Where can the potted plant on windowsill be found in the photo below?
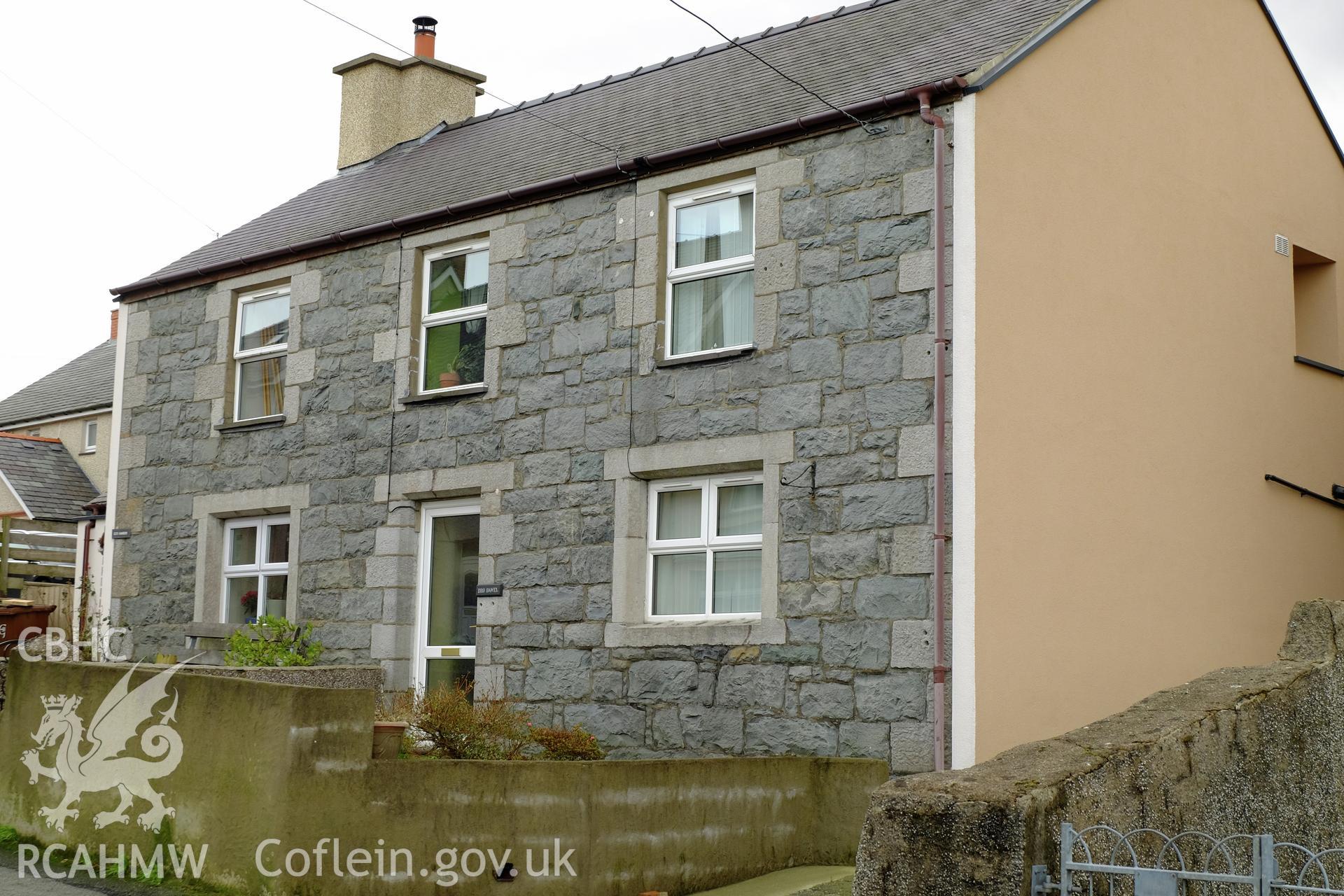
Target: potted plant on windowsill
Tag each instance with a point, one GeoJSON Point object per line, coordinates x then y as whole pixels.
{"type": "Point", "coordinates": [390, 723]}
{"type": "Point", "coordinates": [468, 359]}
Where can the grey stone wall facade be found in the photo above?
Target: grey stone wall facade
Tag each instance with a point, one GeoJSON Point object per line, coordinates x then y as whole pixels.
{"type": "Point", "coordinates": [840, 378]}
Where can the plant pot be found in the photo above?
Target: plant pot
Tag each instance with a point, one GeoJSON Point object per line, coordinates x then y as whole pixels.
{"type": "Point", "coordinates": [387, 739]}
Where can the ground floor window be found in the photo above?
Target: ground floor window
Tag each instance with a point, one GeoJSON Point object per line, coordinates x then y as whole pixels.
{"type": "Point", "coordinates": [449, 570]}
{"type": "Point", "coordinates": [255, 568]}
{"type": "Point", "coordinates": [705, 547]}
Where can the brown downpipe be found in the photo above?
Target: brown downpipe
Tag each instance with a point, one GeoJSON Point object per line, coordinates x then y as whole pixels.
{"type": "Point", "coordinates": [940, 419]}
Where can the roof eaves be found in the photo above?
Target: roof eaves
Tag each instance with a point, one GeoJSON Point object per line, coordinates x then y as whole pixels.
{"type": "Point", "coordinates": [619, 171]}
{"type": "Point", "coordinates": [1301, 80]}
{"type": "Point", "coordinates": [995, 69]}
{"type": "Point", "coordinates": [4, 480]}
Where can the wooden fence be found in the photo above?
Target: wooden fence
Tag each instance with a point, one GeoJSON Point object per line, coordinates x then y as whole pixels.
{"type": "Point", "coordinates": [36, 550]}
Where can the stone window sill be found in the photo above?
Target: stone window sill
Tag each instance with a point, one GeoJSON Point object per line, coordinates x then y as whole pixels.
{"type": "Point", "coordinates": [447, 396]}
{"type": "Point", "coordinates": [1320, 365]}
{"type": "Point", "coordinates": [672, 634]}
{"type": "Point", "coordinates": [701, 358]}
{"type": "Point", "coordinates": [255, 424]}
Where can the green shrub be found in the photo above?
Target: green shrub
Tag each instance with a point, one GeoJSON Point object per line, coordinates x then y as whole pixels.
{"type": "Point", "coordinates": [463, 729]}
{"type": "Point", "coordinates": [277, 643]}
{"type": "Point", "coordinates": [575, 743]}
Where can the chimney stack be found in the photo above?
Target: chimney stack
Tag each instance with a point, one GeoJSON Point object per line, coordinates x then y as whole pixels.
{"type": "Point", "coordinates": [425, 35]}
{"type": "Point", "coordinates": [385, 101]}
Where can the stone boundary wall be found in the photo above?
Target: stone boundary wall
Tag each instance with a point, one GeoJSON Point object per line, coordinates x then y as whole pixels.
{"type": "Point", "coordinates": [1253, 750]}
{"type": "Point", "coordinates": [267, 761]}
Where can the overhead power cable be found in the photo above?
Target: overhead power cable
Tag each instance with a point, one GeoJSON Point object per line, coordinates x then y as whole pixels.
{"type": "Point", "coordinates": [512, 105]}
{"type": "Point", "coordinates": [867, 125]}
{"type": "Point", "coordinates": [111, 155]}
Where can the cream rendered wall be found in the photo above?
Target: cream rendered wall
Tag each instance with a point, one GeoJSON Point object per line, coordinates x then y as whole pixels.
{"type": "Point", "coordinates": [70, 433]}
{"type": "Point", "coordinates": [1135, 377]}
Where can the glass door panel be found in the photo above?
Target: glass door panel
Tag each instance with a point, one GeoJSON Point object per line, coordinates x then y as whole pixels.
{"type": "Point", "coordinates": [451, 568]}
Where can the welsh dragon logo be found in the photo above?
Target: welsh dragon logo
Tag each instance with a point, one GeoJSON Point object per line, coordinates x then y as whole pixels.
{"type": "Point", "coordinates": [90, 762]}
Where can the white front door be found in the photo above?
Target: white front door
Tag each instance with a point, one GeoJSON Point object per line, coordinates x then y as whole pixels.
━━━━━━━━━━━━━━━━
**Work required:** From the listing above, the lines starting with the one that has "Target: green shrub" and running through the one that has "Target: stone boundary wall" should be copied exactly, ends included.

**Task result:**
Target: green shrub
Tag each instance with a point, one GeoJSON Point object per line, coordinates x then y as whole pixels.
{"type": "Point", "coordinates": [463, 729]}
{"type": "Point", "coordinates": [277, 643]}
{"type": "Point", "coordinates": [575, 743]}
Where can the chimney stack be found in the photo above?
Target: chimney stack
Tag each instance with a point, one GeoJSON Point object per line, coordinates x then y as whole pixels.
{"type": "Point", "coordinates": [425, 35]}
{"type": "Point", "coordinates": [385, 101]}
Where can the stone boundary wall be found in the photo above?
Target: stone boundary wall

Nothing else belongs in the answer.